Task objective: Copy the lines below word for word, omitting the pictures.

Rows from a box labeling dataset
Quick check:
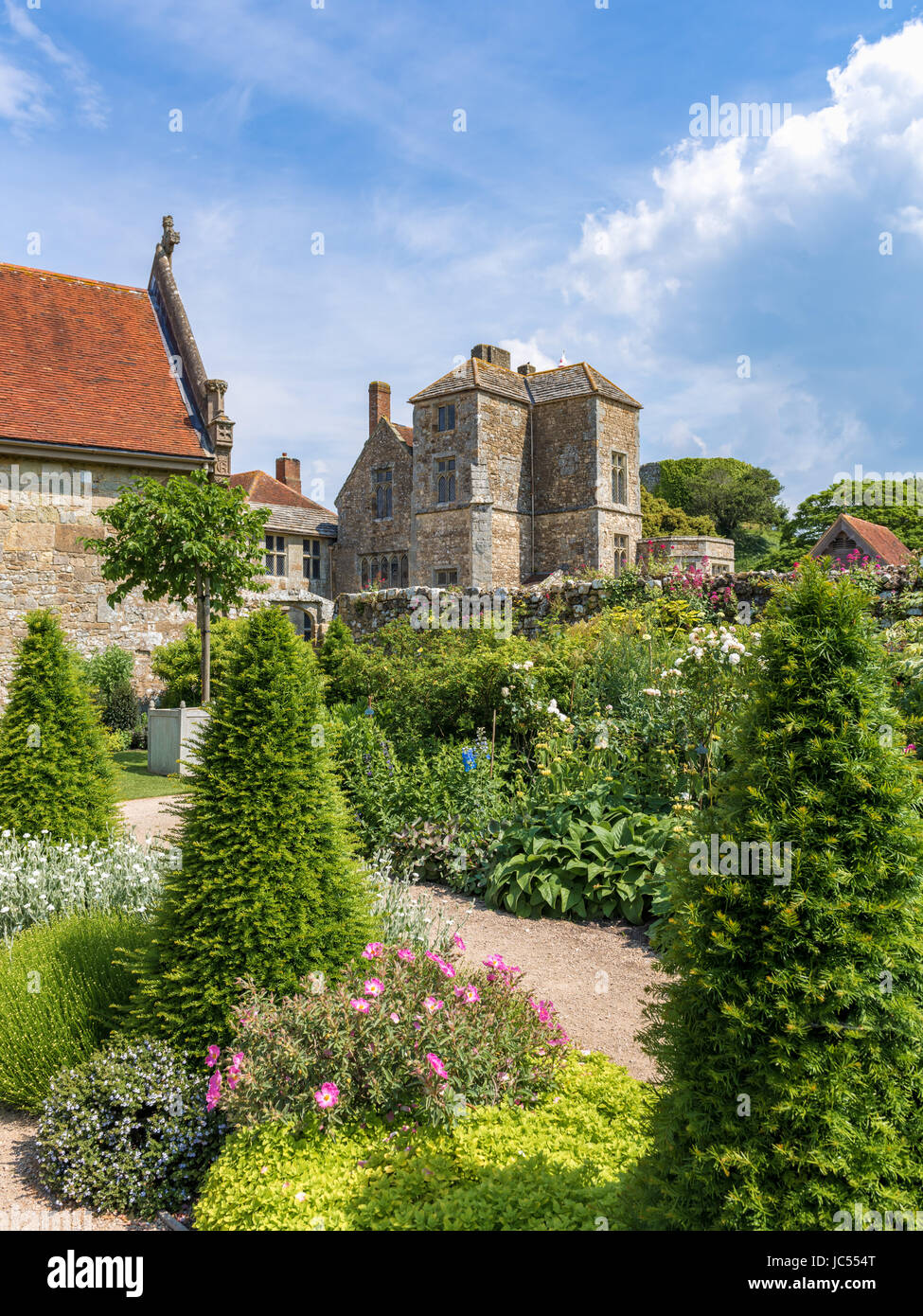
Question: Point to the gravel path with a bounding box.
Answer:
[121,799,660,1079]
[0,796,660,1231]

Output for this task:
Quick check:
Question: Point to the gravel path with a bounding box.
Answer:
[121,799,660,1079]
[0,796,660,1231]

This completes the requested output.